» **What the task requires**:
Which lines of the material contain the word "using"? Gather every one of them, copied in full.

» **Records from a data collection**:

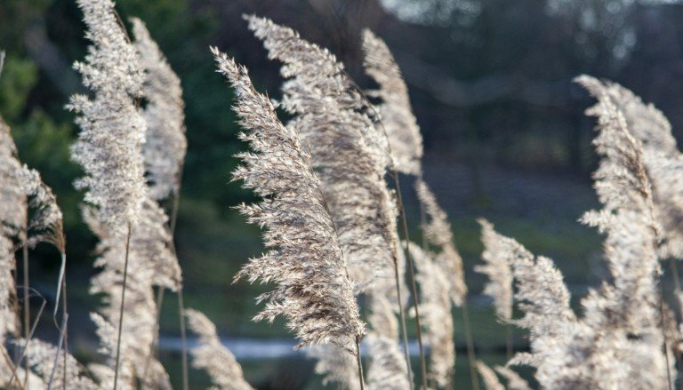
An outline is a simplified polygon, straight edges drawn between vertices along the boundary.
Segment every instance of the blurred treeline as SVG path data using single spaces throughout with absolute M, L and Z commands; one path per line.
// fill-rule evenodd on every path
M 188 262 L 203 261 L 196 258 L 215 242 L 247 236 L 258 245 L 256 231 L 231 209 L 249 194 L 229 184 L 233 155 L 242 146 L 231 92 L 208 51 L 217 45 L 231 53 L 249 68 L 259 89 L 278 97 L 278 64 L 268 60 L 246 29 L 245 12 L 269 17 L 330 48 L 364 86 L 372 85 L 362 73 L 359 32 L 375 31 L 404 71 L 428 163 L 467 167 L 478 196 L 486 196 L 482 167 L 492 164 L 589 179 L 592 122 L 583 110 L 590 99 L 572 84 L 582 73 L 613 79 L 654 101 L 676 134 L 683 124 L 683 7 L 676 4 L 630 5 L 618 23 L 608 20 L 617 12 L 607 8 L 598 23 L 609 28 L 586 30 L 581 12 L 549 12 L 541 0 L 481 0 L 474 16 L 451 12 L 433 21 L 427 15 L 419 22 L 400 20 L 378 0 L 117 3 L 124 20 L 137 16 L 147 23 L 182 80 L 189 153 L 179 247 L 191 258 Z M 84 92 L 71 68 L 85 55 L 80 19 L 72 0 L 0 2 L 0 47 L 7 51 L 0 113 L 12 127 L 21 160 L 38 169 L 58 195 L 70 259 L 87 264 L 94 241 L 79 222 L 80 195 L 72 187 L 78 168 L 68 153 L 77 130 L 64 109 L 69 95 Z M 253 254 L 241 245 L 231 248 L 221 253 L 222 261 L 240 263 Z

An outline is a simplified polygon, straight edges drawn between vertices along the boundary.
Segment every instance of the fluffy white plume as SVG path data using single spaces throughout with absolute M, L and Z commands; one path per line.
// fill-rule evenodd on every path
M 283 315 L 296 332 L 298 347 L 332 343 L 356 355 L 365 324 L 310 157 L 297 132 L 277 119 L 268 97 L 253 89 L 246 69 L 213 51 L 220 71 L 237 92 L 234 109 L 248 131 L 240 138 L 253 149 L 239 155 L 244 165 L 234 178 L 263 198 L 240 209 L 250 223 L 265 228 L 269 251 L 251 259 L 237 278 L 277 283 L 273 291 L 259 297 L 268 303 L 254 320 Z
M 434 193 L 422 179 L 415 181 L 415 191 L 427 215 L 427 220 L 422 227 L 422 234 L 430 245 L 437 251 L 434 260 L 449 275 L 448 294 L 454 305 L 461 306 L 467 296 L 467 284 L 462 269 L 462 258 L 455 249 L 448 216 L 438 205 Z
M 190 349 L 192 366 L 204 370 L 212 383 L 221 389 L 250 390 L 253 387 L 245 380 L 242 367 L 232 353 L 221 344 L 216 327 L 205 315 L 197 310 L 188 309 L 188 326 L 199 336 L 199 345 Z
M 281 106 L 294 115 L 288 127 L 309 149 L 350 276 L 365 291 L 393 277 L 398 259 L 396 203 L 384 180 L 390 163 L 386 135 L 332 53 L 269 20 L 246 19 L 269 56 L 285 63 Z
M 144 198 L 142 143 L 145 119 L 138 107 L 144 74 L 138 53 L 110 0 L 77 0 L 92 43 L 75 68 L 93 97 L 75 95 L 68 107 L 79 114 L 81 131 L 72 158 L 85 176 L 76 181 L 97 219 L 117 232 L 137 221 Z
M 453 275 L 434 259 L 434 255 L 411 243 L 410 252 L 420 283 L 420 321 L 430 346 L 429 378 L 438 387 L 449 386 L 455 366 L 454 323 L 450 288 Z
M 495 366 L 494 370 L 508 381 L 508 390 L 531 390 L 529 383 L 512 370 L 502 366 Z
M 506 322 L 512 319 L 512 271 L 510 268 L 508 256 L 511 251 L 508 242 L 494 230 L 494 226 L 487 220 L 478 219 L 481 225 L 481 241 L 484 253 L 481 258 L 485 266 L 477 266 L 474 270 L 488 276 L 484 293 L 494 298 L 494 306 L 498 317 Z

» **Final answer**:
Segment every instance of the blurred treeline as SVG path data using single spaces throughout with absolute M, L and Z commands; one path per line.
Segment every instance of the fluffy white plume as SVG path data using single spaces throughout with absolute M, L and Z commands; one path per line.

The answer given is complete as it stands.